## START

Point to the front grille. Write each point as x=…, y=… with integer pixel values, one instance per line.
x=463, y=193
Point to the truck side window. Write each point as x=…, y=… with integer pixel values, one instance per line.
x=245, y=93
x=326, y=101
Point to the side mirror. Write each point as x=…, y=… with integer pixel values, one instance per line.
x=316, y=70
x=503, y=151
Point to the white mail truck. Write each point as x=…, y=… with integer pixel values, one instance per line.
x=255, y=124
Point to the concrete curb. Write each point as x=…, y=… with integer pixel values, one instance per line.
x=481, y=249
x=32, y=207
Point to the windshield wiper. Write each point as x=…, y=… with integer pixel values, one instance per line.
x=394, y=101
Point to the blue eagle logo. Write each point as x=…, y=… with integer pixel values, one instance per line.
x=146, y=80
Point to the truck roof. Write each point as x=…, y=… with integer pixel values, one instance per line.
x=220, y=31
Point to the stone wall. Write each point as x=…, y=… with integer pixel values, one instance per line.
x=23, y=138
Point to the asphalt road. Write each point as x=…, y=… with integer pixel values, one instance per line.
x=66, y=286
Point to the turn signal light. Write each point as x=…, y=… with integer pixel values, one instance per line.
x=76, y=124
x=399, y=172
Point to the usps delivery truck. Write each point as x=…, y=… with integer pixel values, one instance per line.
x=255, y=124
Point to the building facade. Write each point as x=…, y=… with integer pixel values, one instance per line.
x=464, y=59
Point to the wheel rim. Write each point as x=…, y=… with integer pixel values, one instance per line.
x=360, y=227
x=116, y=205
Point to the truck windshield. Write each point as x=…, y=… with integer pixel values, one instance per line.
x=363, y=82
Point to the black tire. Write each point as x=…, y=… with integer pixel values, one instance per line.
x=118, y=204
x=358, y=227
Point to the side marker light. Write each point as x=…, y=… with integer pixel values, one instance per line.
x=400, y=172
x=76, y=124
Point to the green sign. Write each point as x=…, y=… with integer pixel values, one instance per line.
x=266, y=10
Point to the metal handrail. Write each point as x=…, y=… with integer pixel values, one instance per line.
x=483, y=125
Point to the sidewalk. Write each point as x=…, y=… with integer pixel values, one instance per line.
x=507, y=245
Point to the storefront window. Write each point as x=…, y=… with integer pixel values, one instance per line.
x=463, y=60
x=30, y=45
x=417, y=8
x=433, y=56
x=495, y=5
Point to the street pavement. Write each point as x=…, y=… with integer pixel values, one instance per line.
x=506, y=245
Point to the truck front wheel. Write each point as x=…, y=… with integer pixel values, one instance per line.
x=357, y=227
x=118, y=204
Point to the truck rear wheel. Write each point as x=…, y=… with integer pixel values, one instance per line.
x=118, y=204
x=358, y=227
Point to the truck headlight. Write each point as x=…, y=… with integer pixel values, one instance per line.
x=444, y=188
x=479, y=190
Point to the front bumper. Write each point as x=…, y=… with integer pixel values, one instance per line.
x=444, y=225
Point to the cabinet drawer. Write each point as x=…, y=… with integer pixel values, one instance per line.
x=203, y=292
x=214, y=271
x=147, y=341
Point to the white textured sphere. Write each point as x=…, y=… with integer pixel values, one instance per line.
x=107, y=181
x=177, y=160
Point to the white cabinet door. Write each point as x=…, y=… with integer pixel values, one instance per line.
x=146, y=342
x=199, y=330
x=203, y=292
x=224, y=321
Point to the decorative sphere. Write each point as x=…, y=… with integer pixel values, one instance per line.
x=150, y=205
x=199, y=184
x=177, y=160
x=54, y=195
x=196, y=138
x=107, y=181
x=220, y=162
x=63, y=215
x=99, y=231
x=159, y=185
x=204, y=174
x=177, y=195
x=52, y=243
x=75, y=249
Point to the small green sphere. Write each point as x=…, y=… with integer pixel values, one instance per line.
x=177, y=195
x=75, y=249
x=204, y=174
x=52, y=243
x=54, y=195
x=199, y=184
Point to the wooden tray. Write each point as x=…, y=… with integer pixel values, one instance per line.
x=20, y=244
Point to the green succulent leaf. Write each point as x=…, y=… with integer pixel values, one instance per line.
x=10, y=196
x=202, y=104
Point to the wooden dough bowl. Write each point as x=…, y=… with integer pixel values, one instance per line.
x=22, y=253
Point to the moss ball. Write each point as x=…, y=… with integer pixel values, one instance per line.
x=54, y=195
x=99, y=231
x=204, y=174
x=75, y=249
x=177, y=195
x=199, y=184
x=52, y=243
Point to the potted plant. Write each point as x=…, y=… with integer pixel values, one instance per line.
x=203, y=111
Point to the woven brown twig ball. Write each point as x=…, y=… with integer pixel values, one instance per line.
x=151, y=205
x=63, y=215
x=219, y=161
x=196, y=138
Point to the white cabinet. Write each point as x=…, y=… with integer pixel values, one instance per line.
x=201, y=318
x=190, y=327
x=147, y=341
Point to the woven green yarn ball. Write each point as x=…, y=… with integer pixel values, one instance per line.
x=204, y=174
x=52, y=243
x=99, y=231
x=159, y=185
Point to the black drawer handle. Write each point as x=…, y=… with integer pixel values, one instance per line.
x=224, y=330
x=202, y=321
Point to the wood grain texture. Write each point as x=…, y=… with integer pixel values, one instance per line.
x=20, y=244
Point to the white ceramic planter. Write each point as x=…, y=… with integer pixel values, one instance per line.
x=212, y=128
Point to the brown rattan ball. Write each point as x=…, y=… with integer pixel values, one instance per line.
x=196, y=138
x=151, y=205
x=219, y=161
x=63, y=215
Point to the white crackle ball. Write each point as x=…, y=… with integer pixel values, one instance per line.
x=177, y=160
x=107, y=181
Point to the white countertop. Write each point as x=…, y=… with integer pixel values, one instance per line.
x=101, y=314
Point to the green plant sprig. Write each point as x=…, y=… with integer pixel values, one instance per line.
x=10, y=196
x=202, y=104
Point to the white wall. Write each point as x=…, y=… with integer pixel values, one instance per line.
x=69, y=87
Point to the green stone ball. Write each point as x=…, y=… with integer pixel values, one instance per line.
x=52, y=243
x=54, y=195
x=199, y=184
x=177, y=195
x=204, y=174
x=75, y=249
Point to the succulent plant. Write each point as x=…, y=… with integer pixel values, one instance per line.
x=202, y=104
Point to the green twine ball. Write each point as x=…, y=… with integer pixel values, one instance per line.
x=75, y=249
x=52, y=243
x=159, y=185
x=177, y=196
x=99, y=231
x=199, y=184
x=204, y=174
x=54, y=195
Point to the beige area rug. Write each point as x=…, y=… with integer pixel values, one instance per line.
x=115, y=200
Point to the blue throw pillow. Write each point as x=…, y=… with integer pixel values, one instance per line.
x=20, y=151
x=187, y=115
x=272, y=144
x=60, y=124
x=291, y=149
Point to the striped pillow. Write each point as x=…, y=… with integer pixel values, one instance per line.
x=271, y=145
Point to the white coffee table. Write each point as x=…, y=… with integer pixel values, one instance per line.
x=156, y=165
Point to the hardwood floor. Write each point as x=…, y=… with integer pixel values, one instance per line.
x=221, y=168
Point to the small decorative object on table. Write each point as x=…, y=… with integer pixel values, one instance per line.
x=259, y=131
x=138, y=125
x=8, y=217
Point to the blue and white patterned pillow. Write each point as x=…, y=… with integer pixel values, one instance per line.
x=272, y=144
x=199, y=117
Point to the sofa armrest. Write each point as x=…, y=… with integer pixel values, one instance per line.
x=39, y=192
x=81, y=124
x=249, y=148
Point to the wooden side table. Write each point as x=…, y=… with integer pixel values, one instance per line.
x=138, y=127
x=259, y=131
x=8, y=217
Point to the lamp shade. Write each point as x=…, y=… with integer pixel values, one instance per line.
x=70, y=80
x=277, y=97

## END

What you should do: Reproduce word for word the lines of the listing above, beginning with its first line and continuing through the line that contains "x=503, y=151".

Reply:
Point to the front grille. Write each point as x=…, y=… with integer pixel values, one instance per line.
x=463, y=193
Point to the truck side window. Write each point as x=…, y=… with integer pixel values, one instance per line.
x=245, y=93
x=326, y=101
Point to the side mirror. Write each point as x=…, y=… with integer pixel values, one instance per line.
x=316, y=70
x=503, y=151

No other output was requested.